**Object position labeling entries:**
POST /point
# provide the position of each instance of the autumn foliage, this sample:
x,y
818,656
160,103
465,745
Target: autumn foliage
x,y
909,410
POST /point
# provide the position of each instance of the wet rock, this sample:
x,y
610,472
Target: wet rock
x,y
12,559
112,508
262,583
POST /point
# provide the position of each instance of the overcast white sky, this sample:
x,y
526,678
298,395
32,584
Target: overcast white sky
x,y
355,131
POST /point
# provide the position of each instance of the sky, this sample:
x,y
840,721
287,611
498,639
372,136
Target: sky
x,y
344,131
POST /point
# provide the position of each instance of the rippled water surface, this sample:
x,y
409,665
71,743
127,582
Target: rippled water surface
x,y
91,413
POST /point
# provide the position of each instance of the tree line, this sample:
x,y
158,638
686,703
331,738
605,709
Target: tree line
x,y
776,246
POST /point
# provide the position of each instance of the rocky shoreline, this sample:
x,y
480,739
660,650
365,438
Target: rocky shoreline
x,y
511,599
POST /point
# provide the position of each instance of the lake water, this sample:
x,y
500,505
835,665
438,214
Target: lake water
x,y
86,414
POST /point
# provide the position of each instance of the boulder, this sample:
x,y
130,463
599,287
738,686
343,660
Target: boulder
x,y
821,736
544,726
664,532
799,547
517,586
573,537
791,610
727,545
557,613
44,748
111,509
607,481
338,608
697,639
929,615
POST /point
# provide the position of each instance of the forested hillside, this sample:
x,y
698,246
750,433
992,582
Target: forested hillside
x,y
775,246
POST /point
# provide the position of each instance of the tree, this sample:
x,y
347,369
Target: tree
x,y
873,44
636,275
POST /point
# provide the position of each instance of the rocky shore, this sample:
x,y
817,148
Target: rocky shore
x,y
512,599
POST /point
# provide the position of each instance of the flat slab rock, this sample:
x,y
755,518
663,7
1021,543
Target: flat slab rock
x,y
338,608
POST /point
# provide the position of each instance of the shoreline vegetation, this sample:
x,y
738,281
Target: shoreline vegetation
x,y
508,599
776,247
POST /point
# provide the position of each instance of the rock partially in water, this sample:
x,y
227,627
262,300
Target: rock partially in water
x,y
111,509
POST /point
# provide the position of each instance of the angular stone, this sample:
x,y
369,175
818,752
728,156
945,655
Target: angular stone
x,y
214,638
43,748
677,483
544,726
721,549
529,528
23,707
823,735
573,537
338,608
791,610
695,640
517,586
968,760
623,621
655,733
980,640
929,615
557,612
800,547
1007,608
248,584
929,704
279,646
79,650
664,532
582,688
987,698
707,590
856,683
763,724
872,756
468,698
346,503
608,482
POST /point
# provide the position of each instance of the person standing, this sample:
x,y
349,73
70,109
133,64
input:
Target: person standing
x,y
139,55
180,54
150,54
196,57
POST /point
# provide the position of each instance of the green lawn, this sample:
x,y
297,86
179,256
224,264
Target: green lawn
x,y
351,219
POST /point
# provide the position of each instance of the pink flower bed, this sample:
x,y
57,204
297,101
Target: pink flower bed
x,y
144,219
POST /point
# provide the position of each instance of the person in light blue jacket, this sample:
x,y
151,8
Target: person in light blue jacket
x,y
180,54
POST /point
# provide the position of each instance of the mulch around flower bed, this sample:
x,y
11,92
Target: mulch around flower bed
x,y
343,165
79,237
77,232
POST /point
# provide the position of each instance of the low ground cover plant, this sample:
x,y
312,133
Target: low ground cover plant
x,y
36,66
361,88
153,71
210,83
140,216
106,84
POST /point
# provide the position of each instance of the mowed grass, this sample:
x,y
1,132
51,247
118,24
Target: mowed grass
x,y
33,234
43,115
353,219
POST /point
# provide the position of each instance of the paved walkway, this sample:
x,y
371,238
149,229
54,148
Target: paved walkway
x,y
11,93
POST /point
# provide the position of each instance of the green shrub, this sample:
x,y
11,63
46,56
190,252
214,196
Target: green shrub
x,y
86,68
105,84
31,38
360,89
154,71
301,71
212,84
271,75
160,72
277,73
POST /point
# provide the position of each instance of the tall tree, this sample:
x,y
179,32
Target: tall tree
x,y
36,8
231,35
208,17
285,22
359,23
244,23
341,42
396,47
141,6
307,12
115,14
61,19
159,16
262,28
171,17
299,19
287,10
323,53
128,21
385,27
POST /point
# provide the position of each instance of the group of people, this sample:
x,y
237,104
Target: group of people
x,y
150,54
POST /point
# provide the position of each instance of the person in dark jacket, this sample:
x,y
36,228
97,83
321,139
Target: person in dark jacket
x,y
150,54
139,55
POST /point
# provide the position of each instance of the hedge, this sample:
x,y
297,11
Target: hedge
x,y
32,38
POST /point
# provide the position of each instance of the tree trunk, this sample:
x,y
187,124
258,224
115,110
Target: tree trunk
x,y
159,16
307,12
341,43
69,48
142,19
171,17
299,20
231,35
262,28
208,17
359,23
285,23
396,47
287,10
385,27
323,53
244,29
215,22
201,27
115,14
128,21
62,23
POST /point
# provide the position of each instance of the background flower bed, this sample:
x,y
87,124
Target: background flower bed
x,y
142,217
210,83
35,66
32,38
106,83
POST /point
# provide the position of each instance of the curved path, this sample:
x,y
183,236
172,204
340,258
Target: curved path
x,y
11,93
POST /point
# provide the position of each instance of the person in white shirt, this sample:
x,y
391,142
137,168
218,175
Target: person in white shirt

**STATED PROBLEM:**
Transcribe every record above exactly as it appears.

**REPLY:**
POST /point
# provide the position of each instance of the autumn foliage, this sample:
x,y
818,656
160,103
465,745
Target: autumn foliage
x,y
909,410
POST /point
# provide the position of each instance of the wet rock, this sample:
x,y
610,472
Target: wet rock
x,y
12,559
112,508
262,583
POST /point
# provide the position of each instance of the overcast white sky, this sample:
x,y
526,678
298,395
32,584
Target: overcast white sky
x,y
355,131
POST /point
# provide the position of each instance of the sky, this sample:
x,y
840,721
287,611
498,639
372,136
Target: sky
x,y
344,131
POST /point
# provide the position of each instance of the rippled water surface, this sample:
x,y
409,665
71,743
127,582
Target: rippled water surface
x,y
91,413
POST /point
# provide the position of each instance of the tree line, this sample:
x,y
158,638
686,703
331,738
605,709
Target: tree line
x,y
776,246
POST /point
# provide the position of each instance of the rocky shoreline, this sample:
x,y
480,739
660,650
365,438
Target: rocky shoreline
x,y
511,599
POST /point
# provide the position of each instance of the lake water, this sample:
x,y
500,505
835,665
438,214
Target: lake water
x,y
86,414
POST /point
# provide the position of each instance of the boulder, this sample:
x,y
130,463
599,287
738,686
343,660
Target: boulder
x,y
821,736
544,726
664,532
799,547
517,586
573,537
791,610
727,545
557,613
44,748
111,509
607,481
338,608
697,639
929,615
POST /point
# provide the position of each instance of the forested hillside, this sample:
x,y
698,246
750,433
992,582
Target: forested hillside
x,y
775,246
POST /point
# provide the position of each instance of the tree, this sample:
x,y
347,369
Target: tree
x,y
873,44
636,275
POST /point
# provide the position of each instance of the rocky shore, this sample:
x,y
817,148
Target: rocky shore
x,y
512,599
POST /point
# provide the position of each instance of the flat slab rock, this sample:
x,y
755,518
663,7
1021,543
Target: flat slab rock
x,y
338,608
POST /point
# provide the position of each instance of the shoreline vegetation, this sample:
x,y
738,281
Target: shoreline vegetation
x,y
508,599
776,247
POST /point
# provide the position of each instance of the rock partially in water, this sample:
x,y
227,627
262,300
Target: rock partially in water
x,y
111,509
POST /point
# provide the position of each instance of the angular stone, this sample:
x,y
369,175
818,752
728,156
945,655
Target: angular stone
x,y
214,638
43,748
677,483
544,726
721,549
529,528
23,707
823,735
573,537
338,608
791,610
695,640
517,586
968,760
623,621
655,733
980,640
929,615
557,612
800,547
1007,608
248,584
929,704
279,646
79,650
664,532
582,688
987,698
707,590
856,683
763,724
872,756
468,698
346,503
608,482
POST /point
# provide the position of each instance of the person standing, this sample:
x,y
349,73
70,109
133,64
input:
Target: person standing
x,y
139,55
180,54
150,54
196,57
POST /point
# provide the position of each instance of the green lawn, this sample:
x,y
297,86
179,256
224,264
Target: green lawn
x,y
351,219
POST /point
# provide the position of each instance of the pink flower bed, this sample:
x,y
57,204
297,101
Target: pink flower bed
x,y
144,219
POST /point
# provide the position of each instance of the person in light blue jacket, this sample:
x,y
151,8
Target: person in light blue jacket
x,y
180,54
POST /point
# provide the position of each instance of the mulch around flower bed, this sample:
x,y
11,92
Target: mulch around flower bed
x,y
343,165
79,237
77,232
POST /point
# provide the position of each instance of the low ground cover plant, this sample:
x,y
312,133
Target: low ground cover plant
x,y
36,66
361,88
153,71
210,83
140,216
106,84
POST /point
# provide the position of each instance of the mowed grass, this sample:
x,y
1,132
51,247
118,24
Target: mowed grass
x,y
33,234
43,115
353,219
POST /point
# provide the position of each instance of the paved walkway, this sample:
x,y
371,238
149,229
54,148
Target: paved walkway
x,y
11,93
POST /point
# provide the position of each instance of the green shrub, this sample:
x,y
11,63
46,56
190,252
214,196
Target: green shrub
x,y
86,68
105,84
31,38
360,89
154,71
301,71
212,84
271,75
160,72
277,73
POST /point
# provide the position of each instance of the tall tree, this sample:
x,y
179,32
Target: tall tree
x,y
36,8
231,35
208,17
285,22
359,23
244,23
341,42
396,47
141,6
307,12
115,14
61,19
159,16
262,28
171,17
299,19
287,10
323,53
128,21
385,27
POST /point
# provide the position of each instance of the group of people, this sample:
x,y
237,104
Target: group of people
x,y
150,54
POST /point
# provide the position of each instance of the person in dark jacket, this sample:
x,y
36,228
97,83
321,139
Target: person in dark jacket
x,y
150,54
139,55
POST /point
# provide the position of each instance of the hedge, this sample:
x,y
297,11
Target: hedge
x,y
32,38
POST /point
# provide the position of each instance of the tree trunk, this sample:
x,y
187,124
258,224
115,110
Target: tree trunk
x,y
159,16
307,12
341,43
69,48
142,19
171,17
299,20
231,35
262,28
208,17
359,23
285,23
396,47
287,10
385,27
323,53
244,29
215,22
201,27
115,14
128,21
62,23
POST /point
# provide the position of each instance of the background flower bed, this sample:
x,y
87,124
Target: background flower bed
x,y
142,217
210,83
35,66
32,38
106,83
POST /point
# provide the position of each instance of the curved path, this sample:
x,y
183,236
172,204
340,258
Target: curved path
x,y
11,93
POST /point
# provide the position of each instance of the person in white shirt, this sample:
x,y
391,142
137,168
218,175
Target: person in white shirt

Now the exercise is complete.